Records shown -
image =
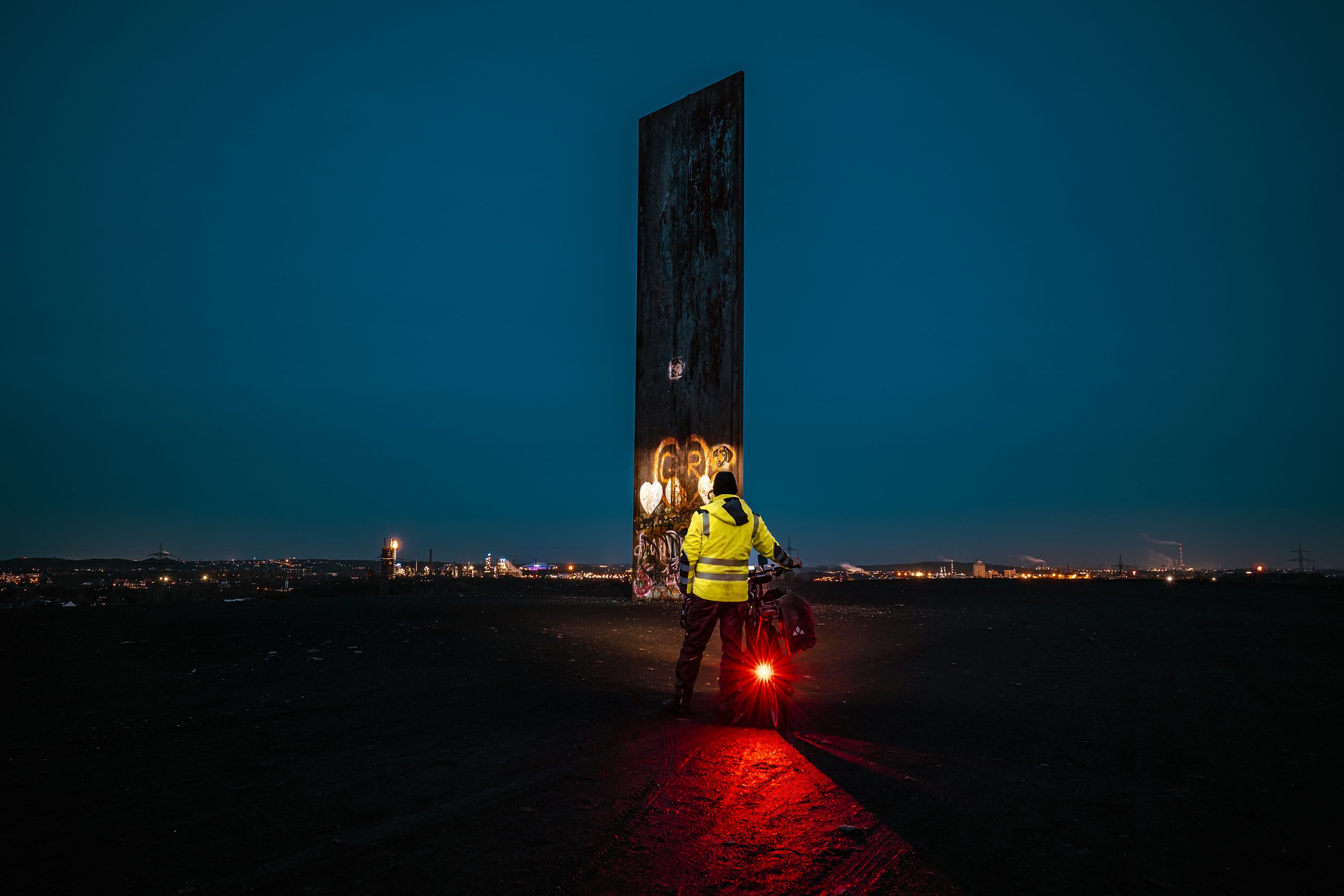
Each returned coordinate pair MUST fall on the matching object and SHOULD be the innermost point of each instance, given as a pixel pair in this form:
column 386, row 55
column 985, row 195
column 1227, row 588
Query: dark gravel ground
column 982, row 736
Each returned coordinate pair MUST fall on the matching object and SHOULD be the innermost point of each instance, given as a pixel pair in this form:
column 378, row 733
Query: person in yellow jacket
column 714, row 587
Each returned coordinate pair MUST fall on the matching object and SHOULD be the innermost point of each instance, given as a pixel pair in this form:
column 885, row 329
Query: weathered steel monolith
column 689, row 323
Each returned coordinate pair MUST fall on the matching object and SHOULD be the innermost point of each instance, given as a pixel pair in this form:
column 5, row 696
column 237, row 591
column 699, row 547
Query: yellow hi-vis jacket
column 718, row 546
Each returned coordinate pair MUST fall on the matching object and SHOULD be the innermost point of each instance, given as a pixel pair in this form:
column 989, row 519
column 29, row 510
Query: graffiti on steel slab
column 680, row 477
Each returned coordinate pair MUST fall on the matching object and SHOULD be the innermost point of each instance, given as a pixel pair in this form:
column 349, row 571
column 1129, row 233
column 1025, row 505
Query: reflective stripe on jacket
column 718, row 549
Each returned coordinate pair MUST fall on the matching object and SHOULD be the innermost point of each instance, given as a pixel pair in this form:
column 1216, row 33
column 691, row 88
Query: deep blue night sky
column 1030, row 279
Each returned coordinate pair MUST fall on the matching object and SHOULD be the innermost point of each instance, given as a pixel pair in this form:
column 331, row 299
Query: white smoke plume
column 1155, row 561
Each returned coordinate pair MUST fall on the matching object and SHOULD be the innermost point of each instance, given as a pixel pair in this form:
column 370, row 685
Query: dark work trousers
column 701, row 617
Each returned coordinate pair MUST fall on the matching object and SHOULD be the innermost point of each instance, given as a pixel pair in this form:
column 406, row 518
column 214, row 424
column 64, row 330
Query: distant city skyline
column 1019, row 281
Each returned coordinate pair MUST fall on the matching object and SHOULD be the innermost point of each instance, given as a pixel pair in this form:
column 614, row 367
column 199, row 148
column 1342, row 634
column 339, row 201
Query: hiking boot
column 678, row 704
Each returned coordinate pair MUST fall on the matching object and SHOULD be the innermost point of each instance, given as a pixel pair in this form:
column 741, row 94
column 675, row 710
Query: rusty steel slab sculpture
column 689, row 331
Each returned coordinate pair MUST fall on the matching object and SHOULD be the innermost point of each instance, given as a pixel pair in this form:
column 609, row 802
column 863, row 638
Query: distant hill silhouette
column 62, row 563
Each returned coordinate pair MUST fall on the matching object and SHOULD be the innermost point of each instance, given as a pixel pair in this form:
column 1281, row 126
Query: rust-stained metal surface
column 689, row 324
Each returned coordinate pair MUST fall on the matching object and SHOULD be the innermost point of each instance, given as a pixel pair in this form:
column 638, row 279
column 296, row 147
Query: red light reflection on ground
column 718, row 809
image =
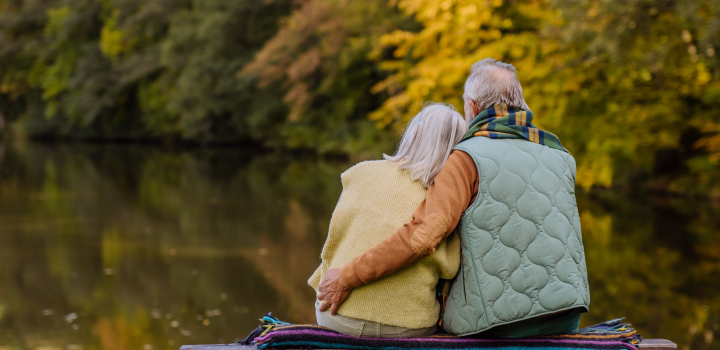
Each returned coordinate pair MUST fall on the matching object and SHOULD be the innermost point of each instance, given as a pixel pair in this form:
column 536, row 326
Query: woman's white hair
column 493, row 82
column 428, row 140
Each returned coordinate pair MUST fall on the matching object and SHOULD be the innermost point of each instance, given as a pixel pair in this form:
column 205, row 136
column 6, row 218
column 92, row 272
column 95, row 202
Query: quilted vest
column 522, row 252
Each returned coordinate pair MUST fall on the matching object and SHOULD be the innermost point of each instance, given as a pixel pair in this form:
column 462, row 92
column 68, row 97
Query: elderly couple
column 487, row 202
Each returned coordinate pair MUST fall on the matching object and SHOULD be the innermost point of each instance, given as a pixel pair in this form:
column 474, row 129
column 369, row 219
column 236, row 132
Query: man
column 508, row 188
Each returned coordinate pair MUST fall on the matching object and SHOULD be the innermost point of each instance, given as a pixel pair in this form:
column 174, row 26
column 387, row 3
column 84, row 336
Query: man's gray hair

Exercise goal -
Write out every entry above again with "innermost" swapped for "central" wherever it occurs, keeping all other wording the same. Omit the pictures.

Task solution -
image =
Each returned coordinate pair MUST fall on the matching object and SHOULD be the central point of each instance, given as a pixel pair in this form:
column 386, row 55
column 985, row 195
column 1227, row 588
Query: dark gravel ground
column 982, row 736
Each returned coordinate pair MUST fall on the matching object and SHOULD be the central point of each instance, given as a pixel pair in this form:
column 378, row 733
Query: person in yellow jacket
column 714, row 587
Each returned coordinate pair MUST fall on the matching object and SHOULD be the central point of each instance, given as a pixel pair in this form:
column 885, row 329
Query: weathered steel monolith
column 689, row 323
Each returned coordinate pair MUST fall on the matching object and SHOULD be the central point of each instance, given as a pixel pair in this form:
column 5, row 696
column 237, row 591
column 699, row 547
Query: yellow hi-vis jacket
column 718, row 546
Each returned coordinate pair MUST fall on the matching object and SHOULD be the central point of each instance, given as a pixel pair in this form:
column 989, row 519
column 29, row 510
Query: graffiti on steel slab
column 680, row 477
Each returned coordinate pair MUST fall on the matching object and SHOULD be the central point of each instance, given as a pixel pair in this form:
column 349, row 571
column 1129, row 233
column 1025, row 505
Query: reflective stripe on jacket
column 718, row 549
Each returned coordinate pair MUST fall on the matching object and SHOULD be the central point of each instance, given as a pixel pair in this form:
column 1216, row 33
column 691, row 88
Query: deep blue night sky
column 1030, row 279
Each returned coordinate pair MUST fall on the matching object and SHOULD be the central point of each instance, given as a pixel pair in this form:
column 331, row 299
Query: white smoke plume
column 1155, row 561
Each returned coordinate pair MUST fall on the matching object and SHOULD be the central point of each instance, given as a pixel pair in this form:
column 370, row 685
Query: dark work trousers
column 701, row 617
Each returned coordinate pair MUST fall on the matching object and SHOULD be the central point of each instance, given as a pixel pair in this form:
column 406, row 518
column 214, row 424
column 64, row 330
Query: distant city skyline
column 1019, row 281
Each returned coordinate pair MUST fall on the matching object and SHOULD be the central point of each instance, given as a pixel pair in this form:
column 614, row 367
column 199, row 148
column 1342, row 634
column 339, row 201
Query: hiking boot
column 678, row 704
Each returned coordinate pair MUST fall on the matching object and SHOULD be the central point of each instance, given as a pixel pair in this form:
column 741, row 94
column 675, row 710
Query: rusty steel slab sculpture
column 689, row 331
Each returned coordinate pair MUST fall on the matching object and SHOULD be the central point of each instance, given as a pixel pair in this form:
column 609, row 802
column 863, row 638
Query: distant hill silhouette
column 62, row 563
Each returned coordinate pair MUST fall on the matching object and SHOULD be the central point of each instance, given as a pixel pair in this form:
column 1281, row 126
Query: rust-stained metal surface
column 689, row 324
Each returned coordinate pair MUST fall on the matching object and SHOULD be the central point of each instance, given as a pixel pair in this form:
column 638, row 279
column 296, row 147
Query: red light reflection on ground
column 718, row 809
image =
Each returned coordinate pair MUST fall on the matching object and SHOULD be the central point of each instance, given as a pixel pair in this form:
column 536, row 326
Query: woman's white hair
column 493, row 82
column 428, row 140
Each returned coordinate pair MUST fall on the matching object and SHOULD be the central point of each instance, given as a pixel pair in this form:
column 205, row 136
column 6, row 218
column 92, row 272
column 95, row 202
Query: quilted vest
column 522, row 252
Each returned coordinate pair MUST fall on the matching object and SHOULD be the central point of each instance, given as a pixel pair in this form:
column 462, row 92
column 68, row 97
Query: elderly couple
column 487, row 202
Each returned coordinate pair MUST fall on the matching object and SHOULD be the central point of each instance, given as a pixel pair in this form:
column 474, row 129
column 369, row 219
column 236, row 132
Query: man
column 508, row 188
Each returned coordinate pair MUST fall on the matching object and SHOULD be the central point of each instance, given as a pixel pair in this form:
column 174, row 26
column 387, row 3
column 84, row 336
Query: man's gray hair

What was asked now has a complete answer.